● 本文

⟨

田中貴金属工業は、3Dプリンタ向け白金基金属ガラスの粉末開発と造形に「世界で初めて」(同社)成功したことを発表した。
田中貴金属工業は2014年11月18日、3Dプリンタ向け白金基金属ガラスの粉末開発と造形に、「世界で初めて」(同社)成功したことを発表した。
田中貴金属工業は、独自の加工設備を用いて粒径や流動性などを調整することで、既存の粉末焼結式積層法に用いられる3Dプリンタ装置で使用可能な、白金基金属ガラスの粉体化に「世界で初めて」(同社)成功。同時に、白金とイリジウム添加ニッケル基合金の2種の粉末材料の開発も行った。なお、田中貴金属工業は2004年に白金基金属ガラスの組成で特許を取得している。

⟩

● 作業依頼 1
本文のうち「田中貴金属工業は、独自の加工設備を」で始まる段落を、主な事実を残したまま箇条書きに書き直してください。
● 作業依頼 2
本文について、次の問いに答えてください。
(a) 田中貴金属工業が今回の成功を発表したのは何年何月何日ですか。
(b) 田中貴金属工業が白金基金属ガラスの組成で特許を取得したのは何年ですか。
本文に書かれている内容だけを根拠にしてください。

● 提供データ
⟨

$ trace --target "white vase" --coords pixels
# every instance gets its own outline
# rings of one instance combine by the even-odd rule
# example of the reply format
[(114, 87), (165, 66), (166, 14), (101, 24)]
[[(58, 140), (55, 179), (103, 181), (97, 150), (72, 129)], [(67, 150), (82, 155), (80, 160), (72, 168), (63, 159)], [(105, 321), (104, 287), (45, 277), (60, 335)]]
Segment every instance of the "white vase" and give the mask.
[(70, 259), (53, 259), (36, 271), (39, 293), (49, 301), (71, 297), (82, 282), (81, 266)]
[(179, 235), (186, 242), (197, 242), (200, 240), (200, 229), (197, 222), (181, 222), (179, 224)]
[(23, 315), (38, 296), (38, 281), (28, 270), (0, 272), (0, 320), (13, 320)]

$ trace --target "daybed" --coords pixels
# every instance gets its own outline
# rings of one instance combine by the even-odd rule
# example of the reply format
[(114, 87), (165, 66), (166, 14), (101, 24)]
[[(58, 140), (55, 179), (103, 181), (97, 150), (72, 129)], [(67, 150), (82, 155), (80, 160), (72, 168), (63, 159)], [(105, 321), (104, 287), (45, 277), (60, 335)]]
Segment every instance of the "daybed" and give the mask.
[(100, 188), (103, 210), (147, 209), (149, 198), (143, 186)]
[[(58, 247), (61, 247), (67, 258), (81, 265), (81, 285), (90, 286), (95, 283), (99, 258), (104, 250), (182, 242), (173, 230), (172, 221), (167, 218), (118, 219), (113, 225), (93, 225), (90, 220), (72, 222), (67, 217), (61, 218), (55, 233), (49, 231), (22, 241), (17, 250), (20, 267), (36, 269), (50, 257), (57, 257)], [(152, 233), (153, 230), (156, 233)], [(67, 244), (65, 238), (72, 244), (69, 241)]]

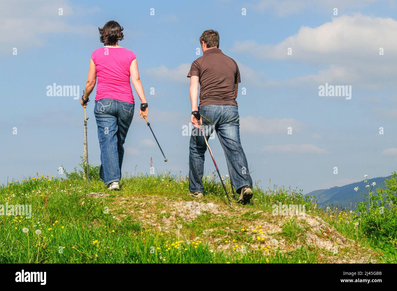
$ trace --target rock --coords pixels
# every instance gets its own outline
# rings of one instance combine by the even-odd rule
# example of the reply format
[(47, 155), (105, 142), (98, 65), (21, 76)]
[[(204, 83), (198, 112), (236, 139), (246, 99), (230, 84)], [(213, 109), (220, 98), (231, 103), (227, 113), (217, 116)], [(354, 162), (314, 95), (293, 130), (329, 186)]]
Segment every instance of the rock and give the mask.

⟩

● 解答例 1
- 独自の加工設備を用いて、粒径や流動性などを調整した。
- 既存の粉末焼結式積層法に用いられる3Dプリンタ装置で使用できる白金基金属ガラスの粉体化に、「世界で初めて」(同社)成功した。
- 同時に、白金とイリジウム添加ニッケル基合金の2種の粉末材料も開発した。
- 2004年に白金基金属ガラスの組成で特許を取得している。

● 解答例 2
(a) 2014年11月18日
(b) 2004年